BEGIN DATASET

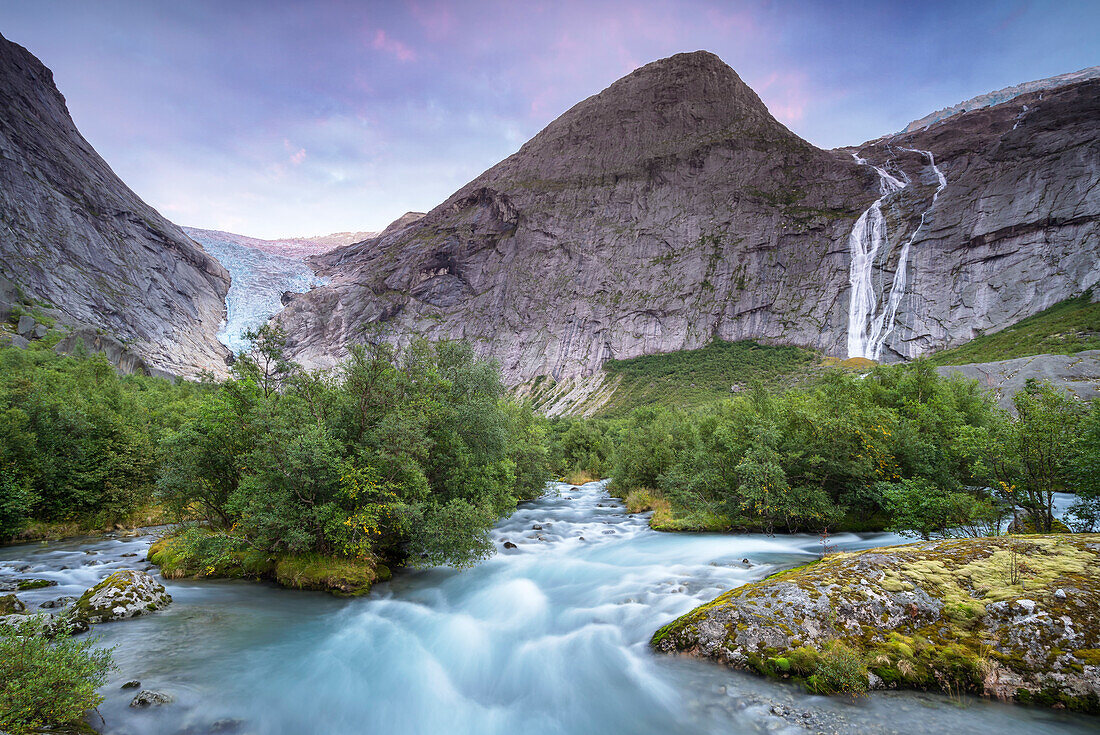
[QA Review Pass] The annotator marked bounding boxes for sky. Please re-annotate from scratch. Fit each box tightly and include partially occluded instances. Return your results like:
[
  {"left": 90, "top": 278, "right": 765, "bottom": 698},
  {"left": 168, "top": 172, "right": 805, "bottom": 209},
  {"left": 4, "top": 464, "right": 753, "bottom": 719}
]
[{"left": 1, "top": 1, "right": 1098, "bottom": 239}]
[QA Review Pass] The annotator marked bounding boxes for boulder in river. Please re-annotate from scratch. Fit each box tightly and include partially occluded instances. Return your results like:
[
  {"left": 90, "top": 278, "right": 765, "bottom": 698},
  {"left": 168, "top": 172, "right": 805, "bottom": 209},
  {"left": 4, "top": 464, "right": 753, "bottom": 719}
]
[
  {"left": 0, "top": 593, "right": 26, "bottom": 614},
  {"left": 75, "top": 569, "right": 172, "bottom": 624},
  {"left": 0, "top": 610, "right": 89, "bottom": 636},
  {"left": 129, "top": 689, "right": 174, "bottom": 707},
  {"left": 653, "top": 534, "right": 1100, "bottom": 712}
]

END DATASET

In your copy, please omit the pictures and print every line of the records exactly.

[QA Review Pass] The annotator marked bounding boxes for sky. Please re-annotate from scratch. Fit each box tightly and include partially occluded instances. Return your results like:
[
  {"left": 90, "top": 278, "right": 765, "bottom": 698},
  {"left": 168, "top": 172, "right": 805, "bottom": 209},
  {"left": 4, "top": 464, "right": 753, "bottom": 719}
]
[{"left": 1, "top": 1, "right": 1098, "bottom": 239}]
[QA Review Pass] The annotator marked bounding boxes for boulder in river. Please re-annotate from scratch. Fit each box tightly and include partially occluded instances. Return your results like:
[
  {"left": 90, "top": 278, "right": 765, "bottom": 698},
  {"left": 168, "top": 172, "right": 805, "bottom": 209},
  {"left": 4, "top": 464, "right": 753, "bottom": 719}
]
[
  {"left": 0, "top": 593, "right": 26, "bottom": 614},
  {"left": 75, "top": 569, "right": 172, "bottom": 624},
  {"left": 0, "top": 610, "right": 89, "bottom": 636},
  {"left": 129, "top": 689, "right": 174, "bottom": 707},
  {"left": 653, "top": 534, "right": 1100, "bottom": 712}
]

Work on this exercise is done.